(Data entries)
---------------

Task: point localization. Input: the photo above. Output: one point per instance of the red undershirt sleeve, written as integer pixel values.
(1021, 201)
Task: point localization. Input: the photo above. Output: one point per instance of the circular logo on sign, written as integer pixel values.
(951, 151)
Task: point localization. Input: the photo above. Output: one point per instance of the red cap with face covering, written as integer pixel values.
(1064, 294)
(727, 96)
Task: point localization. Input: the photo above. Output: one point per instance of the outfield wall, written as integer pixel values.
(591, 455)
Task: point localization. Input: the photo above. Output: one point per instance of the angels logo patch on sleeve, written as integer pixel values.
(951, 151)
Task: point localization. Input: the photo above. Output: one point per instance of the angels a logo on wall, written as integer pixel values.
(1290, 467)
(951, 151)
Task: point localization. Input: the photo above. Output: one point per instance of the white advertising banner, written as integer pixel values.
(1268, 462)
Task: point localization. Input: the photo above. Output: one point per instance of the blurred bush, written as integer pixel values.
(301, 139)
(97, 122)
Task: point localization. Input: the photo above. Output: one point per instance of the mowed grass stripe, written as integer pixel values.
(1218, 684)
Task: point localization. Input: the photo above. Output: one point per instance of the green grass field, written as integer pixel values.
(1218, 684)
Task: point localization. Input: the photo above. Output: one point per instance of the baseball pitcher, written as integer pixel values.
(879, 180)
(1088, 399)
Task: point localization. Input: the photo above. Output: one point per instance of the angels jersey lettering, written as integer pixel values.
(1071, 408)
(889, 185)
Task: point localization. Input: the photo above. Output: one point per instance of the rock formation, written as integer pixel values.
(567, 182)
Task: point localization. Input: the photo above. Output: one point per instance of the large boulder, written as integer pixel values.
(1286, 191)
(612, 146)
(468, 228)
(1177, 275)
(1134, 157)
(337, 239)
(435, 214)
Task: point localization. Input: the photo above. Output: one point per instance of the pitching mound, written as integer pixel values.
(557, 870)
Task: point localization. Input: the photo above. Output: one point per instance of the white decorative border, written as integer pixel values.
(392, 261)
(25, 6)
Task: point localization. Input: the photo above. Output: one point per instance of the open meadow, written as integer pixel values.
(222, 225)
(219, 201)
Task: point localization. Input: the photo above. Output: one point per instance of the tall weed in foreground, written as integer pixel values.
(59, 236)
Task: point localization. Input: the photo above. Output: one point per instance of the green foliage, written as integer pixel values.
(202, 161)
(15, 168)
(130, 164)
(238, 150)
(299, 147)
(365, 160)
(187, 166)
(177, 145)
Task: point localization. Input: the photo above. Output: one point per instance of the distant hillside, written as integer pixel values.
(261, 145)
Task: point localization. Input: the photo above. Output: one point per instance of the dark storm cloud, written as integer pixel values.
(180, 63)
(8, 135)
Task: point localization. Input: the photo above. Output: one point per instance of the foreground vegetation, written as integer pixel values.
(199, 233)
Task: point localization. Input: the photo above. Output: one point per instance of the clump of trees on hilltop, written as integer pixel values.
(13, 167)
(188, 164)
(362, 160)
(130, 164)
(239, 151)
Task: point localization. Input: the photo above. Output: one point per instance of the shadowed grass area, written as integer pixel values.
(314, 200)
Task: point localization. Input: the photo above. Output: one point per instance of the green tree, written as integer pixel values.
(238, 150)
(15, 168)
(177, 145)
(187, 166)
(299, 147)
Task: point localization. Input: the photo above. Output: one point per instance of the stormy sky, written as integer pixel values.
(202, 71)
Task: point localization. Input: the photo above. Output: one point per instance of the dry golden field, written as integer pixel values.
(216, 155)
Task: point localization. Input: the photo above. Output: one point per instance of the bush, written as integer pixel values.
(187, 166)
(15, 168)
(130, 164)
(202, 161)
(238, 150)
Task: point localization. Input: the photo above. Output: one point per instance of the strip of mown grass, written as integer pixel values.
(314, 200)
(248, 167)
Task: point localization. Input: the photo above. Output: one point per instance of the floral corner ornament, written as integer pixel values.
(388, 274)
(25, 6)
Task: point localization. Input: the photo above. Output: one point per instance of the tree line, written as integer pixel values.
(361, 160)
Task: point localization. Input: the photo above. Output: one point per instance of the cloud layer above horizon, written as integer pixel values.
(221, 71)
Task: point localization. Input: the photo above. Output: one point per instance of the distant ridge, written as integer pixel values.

---------------

Your objective:
Copy everything from the line containing "hillside, written as integer pixel values." down to the end of the items, swapping "stormy sky" for "overcast sky" and leaving all else unchanged.

Full response:
Task: point localization. Input: the photo above. Output: one point per instance of the distant hillside, written as integer pixel values.
(261, 145)
Task: point localization. Input: the photo above. Output: one point per instance of the dark storm cloud, written as integer pixel values.
(180, 63)
(8, 135)
Task: point localization. Input: the photo above. Output: one point per instance of the foreground vegetation, written as integer pixel values.
(199, 233)
Task: point localization. Input: the photo above. Output: one point per instance of the clump of trees on hilltop, written as integer pixel values.
(13, 167)
(188, 164)
(362, 160)
(130, 164)
(239, 151)
Task: point localization. Input: the photo above. Output: one point per instance of the shadowed grass area, written as integer pixel values.
(314, 200)
Task: point localization. Input: the photo above. Output: one point per instance of the green tree, written as integer pixel values.
(238, 150)
(15, 168)
(177, 145)
(187, 166)
(299, 147)
Task: point localization. Input: the photo above. Output: one point per instance of the overcast sky, written as integer pixel values.
(202, 71)
Task: point localization. Input: the photo above. Output: one point per instance of the dry golden field, written as integer pixel values.
(216, 155)
Task: point localization. Input: the photo above. Output: one point per instance of the bush, written as integer pixel values.
(187, 166)
(15, 168)
(130, 164)
(202, 161)
(238, 150)
Task: point localization. Input: the photo above. Output: one point per instance of the strip of mown grass, written as integer pixel values.
(314, 200)
(248, 167)
Task: point localization. Input: the photo above. Output: one point per instance of the floral corner ornament, written as integer pixel values.
(388, 274)
(25, 6)
Task: point localization. Input: the photo above. Output: one point per instance of the tree line, written as integer pixel values.
(361, 160)
Task: point localization. Input: the photo above. Output: one point per instance of the cloud layer above horizon, written as integer pixel values.
(221, 71)
Task: point localization. Input: the photo above. Output: one point per instance of the distant ridge, written as integer pixel values.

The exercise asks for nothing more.